▶ **Given problem**
Print the material below word for word, leaving out the pictures.

═════ Data for the task ═════

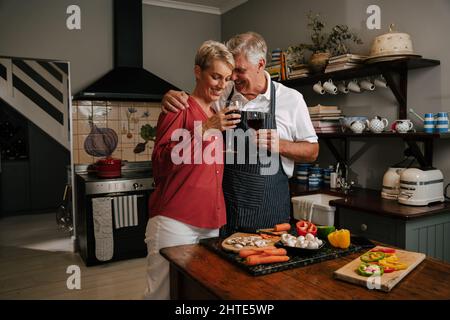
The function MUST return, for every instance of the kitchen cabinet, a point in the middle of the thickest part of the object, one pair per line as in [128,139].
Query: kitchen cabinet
[34,184]
[14,187]
[423,229]
[396,74]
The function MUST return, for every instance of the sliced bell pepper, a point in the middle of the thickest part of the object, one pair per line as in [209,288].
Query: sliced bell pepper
[372,256]
[340,238]
[368,270]
[303,227]
[384,250]
[385,263]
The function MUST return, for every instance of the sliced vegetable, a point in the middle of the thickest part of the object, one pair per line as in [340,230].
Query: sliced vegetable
[384,250]
[385,263]
[324,231]
[372,256]
[304,227]
[369,270]
[282,227]
[340,238]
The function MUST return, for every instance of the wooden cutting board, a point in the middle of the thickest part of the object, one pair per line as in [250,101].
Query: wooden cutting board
[388,280]
[230,247]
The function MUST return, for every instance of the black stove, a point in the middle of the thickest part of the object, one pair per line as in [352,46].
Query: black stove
[136,181]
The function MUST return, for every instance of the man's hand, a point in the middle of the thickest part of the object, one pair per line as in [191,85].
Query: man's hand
[268,139]
[223,120]
[173,101]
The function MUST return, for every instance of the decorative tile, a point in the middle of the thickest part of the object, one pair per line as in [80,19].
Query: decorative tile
[84,158]
[128,154]
[99,113]
[84,112]
[113,113]
[75,153]
[83,127]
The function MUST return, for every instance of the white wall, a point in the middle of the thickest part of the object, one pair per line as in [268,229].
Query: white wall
[37,29]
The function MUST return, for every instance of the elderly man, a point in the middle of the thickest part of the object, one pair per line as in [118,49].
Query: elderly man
[255,200]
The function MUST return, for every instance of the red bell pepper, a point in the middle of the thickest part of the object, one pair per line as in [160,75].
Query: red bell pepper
[304,227]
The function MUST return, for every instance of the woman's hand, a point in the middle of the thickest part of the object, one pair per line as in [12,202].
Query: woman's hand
[174,101]
[223,120]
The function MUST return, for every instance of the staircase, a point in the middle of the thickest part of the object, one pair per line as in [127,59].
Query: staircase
[39,90]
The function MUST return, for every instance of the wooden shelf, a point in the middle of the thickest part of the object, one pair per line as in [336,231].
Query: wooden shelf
[369,200]
[412,135]
[366,70]
[396,74]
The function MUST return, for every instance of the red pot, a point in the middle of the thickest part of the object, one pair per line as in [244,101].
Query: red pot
[108,168]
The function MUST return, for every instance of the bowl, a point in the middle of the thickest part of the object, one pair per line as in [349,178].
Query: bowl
[298,251]
[347,121]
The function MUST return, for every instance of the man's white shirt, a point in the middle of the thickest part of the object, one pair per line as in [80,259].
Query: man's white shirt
[291,114]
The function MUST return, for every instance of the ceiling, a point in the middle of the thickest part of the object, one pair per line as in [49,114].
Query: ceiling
[208,6]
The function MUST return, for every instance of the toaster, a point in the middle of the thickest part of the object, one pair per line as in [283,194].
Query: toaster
[420,187]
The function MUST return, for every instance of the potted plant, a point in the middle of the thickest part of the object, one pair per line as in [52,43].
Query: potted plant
[324,44]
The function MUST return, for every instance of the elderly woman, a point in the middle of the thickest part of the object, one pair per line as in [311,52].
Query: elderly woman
[188,203]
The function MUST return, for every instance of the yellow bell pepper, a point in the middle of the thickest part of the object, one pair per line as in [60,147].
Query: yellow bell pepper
[340,238]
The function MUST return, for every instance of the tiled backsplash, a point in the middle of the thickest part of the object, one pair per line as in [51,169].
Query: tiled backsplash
[125,118]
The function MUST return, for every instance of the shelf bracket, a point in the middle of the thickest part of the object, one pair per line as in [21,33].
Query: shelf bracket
[425,159]
[338,155]
[398,89]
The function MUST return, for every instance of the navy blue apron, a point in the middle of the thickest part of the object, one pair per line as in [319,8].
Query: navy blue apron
[255,201]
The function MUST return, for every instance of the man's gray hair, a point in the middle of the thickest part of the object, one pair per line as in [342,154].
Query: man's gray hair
[249,43]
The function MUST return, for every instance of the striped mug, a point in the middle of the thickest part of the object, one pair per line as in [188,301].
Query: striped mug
[441,124]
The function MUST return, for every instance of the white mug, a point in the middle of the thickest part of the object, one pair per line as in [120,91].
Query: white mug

═════

▶ **Answer to this task**
The function MUST return, for every instance of the kitchen cabinet, a point in the middle of the thickest part of the object, one pair per line as in [128,139].
Query: kitchen cabinet
[34,184]
[14,187]
[423,229]
[396,74]
The function MUST return, for every instance of the sliced bell pepper, a point in the middle of the thickest part of the object, one pair per line as in [209,288].
Query: sliced bell pepper
[372,256]
[340,238]
[368,270]
[303,227]
[384,250]
[385,263]
The function MUST return, for every instance of the sliced vegetable, a point in the middle of the thickest part of the object, one pair per line as in [340,230].
Query: sliced vegetable
[384,250]
[385,263]
[324,231]
[372,256]
[304,227]
[369,270]
[282,227]
[340,238]
The function MUST return, for every instance of the wooden cutting board, a point in the middle of the thickest part of the object, one pair per line as in [250,101].
Query: wooden cutting board
[388,280]
[230,247]
The function MUST return, for every instance of the black stove, a point in the middle of the thickest part of the object, one pair per line as in [352,46].
Query: black stove
[136,181]
The function MUST return, for every instance of the man's hand, a point in the middle of the thickest part of the object, one pair per line as in [191,85].
Query: man's hand
[268,139]
[223,120]
[173,101]
The function MUST return, for every instance of the decorative tile, a point in the middle of the thickest part of the object, one pair per line as in [80,19].
Query: decorative tile
[84,158]
[128,154]
[99,113]
[84,112]
[113,113]
[75,153]
[83,127]
The function MUST return, for every instance of the white wall, a point in the middle of the thickest part of the object, one pair per line as in [268,229].
Query: white wall
[37,29]
The function MUST return, for every instance of the elderly man, a point in the middle of the thickest part of the object, one pair per line as in [118,49].
Query: elderly man
[255,200]
The function MUST return, for every instance of the red bell pepper, a point in the middle of the thickest part of the object, one pair per line as in [160,75].
Query: red bell pepper
[304,227]
The function MUST return, for every instance of the woman's hand, a point in the middle of the thickest part of the object, one pair per line as in [12,202].
Query: woman's hand
[174,101]
[223,120]
The function MUST return, for every instance of the staircase, a point in the middle of the thickest part of the object, one pair per line as in [127,59].
Query: staircase
[39,90]
The function MUST return, for every instance of the wooden shelf, a point in the middle of the thickest part of the object, one pair per line as in [336,231].
Query: wooden shelf
[369,200]
[412,135]
[366,70]
[396,74]
The function MUST return, for every instance of the red pot, a point in the middle of the thickest part of the object, one pair per line as in [244,101].
Query: red pot
[108,168]
The function MUST return, for every instance of the bowl, a point in the middle of the thickest part of the object, one pair per line as in [349,178].
Query: bowl
[298,251]
[347,121]
The function MUST return, for every instance of the man's white shirt, a point in the middle of the thickest part of the object, one pair per line as in [80,259].
Query: man's white shirt
[291,114]
The function MUST return, for every instance of the ceiling, a point in the middle of the thickest part of the object, one pair per line as in [49,114].
Query: ceiling
[208,6]
The function MUST return, for every instance of the toaster, a point in the middle of the thickest part of the object, one pair per line as in [283,194].
Query: toaster
[420,187]
The function MUST return, for every instance of the potted plant, a point in the middle of the thickest part of the object, one pair per line as in [52,43].
Query: potted plant
[324,44]
The function MUST return, for every instance of the elderly woman, a point in the middle of the thickest part of the object, one pair per line as in [311,52].
Query: elderly woman
[188,203]
The function MUST return, for every instance of the yellow bell pepper, a point in the middle of the thickest part of the object, one pair per line as in [60,147].
Query: yellow bell pepper
[340,238]
The function MUST return, for every instance of the tiled backsplash, a point in the middle of the thickest part of the object, one pair per line as in [51,169].
Query: tiled backsplash
[125,118]
The function MUST return, for every instance of the shelf bracket, a point in the middle of the thickest part of the object, one pair per line as in [21,33].
Query: shelf bracket
[425,159]
[338,155]
[398,89]
The function MUST return, for every instance of the navy blue apron, a point in the middle of the thickest part of the object, one pair per line as in [319,8].
Query: navy blue apron
[255,201]
The function MUST return, for every instance of the man's gray hair, a point in the middle of the thickest part of the object, one pair per line as in [342,154].
Query: man's gray hair
[249,43]
The function MUST return, for every instance of the striped mug, a point in the middle of the thickest part of the object, one pair per line as in [188,301].
Query: striped mug
[441,124]
The function MUST return, for every instance of the white mug, a point in the middle of the thickest part of the object, one pair per line as in [120,91].
Query: white mug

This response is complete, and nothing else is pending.